• DATASET ROWS:
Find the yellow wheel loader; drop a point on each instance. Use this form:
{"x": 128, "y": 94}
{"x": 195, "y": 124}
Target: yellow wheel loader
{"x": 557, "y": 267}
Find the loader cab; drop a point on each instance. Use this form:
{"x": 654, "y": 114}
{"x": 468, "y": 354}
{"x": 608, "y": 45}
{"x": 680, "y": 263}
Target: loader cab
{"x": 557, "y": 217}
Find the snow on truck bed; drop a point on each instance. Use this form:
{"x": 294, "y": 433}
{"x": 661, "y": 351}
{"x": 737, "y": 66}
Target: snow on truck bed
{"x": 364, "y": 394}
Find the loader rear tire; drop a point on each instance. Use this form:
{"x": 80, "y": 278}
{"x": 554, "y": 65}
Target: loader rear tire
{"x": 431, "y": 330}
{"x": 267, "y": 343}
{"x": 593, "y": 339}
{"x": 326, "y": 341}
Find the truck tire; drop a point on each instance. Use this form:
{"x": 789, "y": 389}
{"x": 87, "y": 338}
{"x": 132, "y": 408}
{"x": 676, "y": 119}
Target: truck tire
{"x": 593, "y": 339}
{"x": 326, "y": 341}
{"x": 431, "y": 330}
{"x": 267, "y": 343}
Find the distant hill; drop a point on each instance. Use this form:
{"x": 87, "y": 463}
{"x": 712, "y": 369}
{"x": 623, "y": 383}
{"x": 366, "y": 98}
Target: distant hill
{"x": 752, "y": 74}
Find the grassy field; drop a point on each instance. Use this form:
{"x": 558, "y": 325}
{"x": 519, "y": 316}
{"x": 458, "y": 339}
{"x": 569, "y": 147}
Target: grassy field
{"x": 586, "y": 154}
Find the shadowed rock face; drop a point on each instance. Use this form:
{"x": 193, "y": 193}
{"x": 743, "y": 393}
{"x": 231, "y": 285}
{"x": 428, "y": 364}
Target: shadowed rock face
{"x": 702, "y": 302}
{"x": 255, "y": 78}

• AIM: Rescale the stretch from the line containing "Find the distant" through the end of the data, writing out every line again with the requests included. Multiply each x and y coordinate in the answers by 0.95 and round to whole numbers, rounding halves up, but leave the requests and their sample coordinates unchanged.

• THE OUTPUT:
Find the distant hill; drop a point on each instance. Use this form:
{"x": 87, "y": 463}
{"x": 712, "y": 369}
{"x": 623, "y": 383}
{"x": 366, "y": 98}
Target: distant hill
{"x": 714, "y": 70}
Find the grassy field; drop a point on each instance. Use this form:
{"x": 558, "y": 325}
{"x": 519, "y": 316}
{"x": 458, "y": 339}
{"x": 569, "y": 147}
Target: grassy field
{"x": 557, "y": 146}
Find the shadowed rock face; drop a point on each instance. Use this form:
{"x": 193, "y": 193}
{"x": 743, "y": 393}
{"x": 231, "y": 285}
{"x": 428, "y": 364}
Target: shadowed rock face
{"x": 667, "y": 287}
{"x": 242, "y": 74}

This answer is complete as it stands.